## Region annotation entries
============================================================
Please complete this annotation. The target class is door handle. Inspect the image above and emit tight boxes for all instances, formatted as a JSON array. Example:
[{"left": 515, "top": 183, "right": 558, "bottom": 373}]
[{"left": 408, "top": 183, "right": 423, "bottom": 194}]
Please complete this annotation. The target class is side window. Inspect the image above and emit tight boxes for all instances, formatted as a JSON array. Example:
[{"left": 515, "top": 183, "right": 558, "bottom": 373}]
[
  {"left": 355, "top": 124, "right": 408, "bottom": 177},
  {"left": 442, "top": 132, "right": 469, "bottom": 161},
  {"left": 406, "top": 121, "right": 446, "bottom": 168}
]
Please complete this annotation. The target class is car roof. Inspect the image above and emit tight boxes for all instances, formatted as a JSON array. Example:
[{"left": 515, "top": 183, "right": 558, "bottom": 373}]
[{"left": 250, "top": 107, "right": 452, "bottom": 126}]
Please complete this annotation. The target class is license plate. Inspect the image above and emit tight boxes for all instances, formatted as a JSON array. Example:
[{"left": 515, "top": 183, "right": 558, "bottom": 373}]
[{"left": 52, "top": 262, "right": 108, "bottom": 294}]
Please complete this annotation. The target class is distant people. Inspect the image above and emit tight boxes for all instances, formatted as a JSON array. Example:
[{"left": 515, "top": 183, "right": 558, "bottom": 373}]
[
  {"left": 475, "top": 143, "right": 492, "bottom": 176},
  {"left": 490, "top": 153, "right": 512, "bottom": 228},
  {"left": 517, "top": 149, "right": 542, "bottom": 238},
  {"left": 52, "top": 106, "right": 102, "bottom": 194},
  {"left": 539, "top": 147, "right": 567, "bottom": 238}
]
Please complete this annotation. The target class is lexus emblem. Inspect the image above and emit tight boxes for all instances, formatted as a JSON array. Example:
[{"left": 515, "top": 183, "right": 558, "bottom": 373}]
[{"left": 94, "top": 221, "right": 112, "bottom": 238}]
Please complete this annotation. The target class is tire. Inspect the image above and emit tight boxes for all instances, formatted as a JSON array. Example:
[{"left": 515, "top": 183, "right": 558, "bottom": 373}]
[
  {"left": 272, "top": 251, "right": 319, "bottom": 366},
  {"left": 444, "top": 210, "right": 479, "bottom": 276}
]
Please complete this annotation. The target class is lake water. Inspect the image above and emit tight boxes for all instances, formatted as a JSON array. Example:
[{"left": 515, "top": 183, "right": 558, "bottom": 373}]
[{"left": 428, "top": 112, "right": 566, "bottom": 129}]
============================================================
## EXERCISE DESCRIPTION
Each entry above is to be set down again in exactly the same words.

## FINAL RESULT
Please complete this annotation. The target class is door handle. Inspect the image above and emit tight boxes for all instances, formatted as a JSON array. Example:
[{"left": 515, "top": 183, "right": 558, "bottom": 373}]
[{"left": 408, "top": 183, "right": 423, "bottom": 194}]
Please complete this annotation. The target class is side window. Inspect the image above and emit tight boxes for all instances, formatted as a JSON array. Example:
[{"left": 515, "top": 183, "right": 558, "bottom": 373}]
[
  {"left": 355, "top": 124, "right": 408, "bottom": 177},
  {"left": 442, "top": 132, "right": 469, "bottom": 161},
  {"left": 406, "top": 121, "right": 446, "bottom": 168}
]
Please complete this annotation. The target class is car roof. Inspect the image above and emit tight boxes for all instances, formatted as a JSON array. Example:
[{"left": 515, "top": 183, "right": 558, "bottom": 373}]
[{"left": 250, "top": 107, "right": 452, "bottom": 126}]
Please complete this annotation. The target class is license plate. Inspect the image above and emit tight boxes for all instances, formatted as a JSON array. Example:
[{"left": 515, "top": 183, "right": 558, "bottom": 373}]
[{"left": 52, "top": 262, "right": 108, "bottom": 294}]
Please complete this annotation. The target class is distant people. Inspect the image above and emit tight boxes for all instances, formatted as a JSON array. Example:
[{"left": 515, "top": 183, "right": 558, "bottom": 373}]
[
  {"left": 475, "top": 143, "right": 492, "bottom": 176},
  {"left": 490, "top": 153, "right": 512, "bottom": 228},
  {"left": 517, "top": 149, "right": 542, "bottom": 238},
  {"left": 52, "top": 106, "right": 102, "bottom": 194},
  {"left": 539, "top": 147, "right": 567, "bottom": 238}
]
Please complete this annotation. The target class is lexus emblem. Inspect the image above and emit tight boxes for all instances, formatted as a JSON array. Example:
[{"left": 515, "top": 183, "right": 558, "bottom": 373}]
[{"left": 94, "top": 221, "right": 112, "bottom": 238}]
Please complete this annotation. The target class is tire. Inspect the image above and emit tight boxes for all instances, formatted as a JSON array. Example:
[{"left": 515, "top": 183, "right": 558, "bottom": 373}]
[
  {"left": 272, "top": 251, "right": 319, "bottom": 366},
  {"left": 444, "top": 210, "right": 479, "bottom": 276}
]
Please complete this annotation. The target class is lake water. Inspect the image above and emit tight boxes for all instances, formatted as a JSON array. Example:
[{"left": 515, "top": 183, "right": 558, "bottom": 373}]
[{"left": 428, "top": 112, "right": 566, "bottom": 129}]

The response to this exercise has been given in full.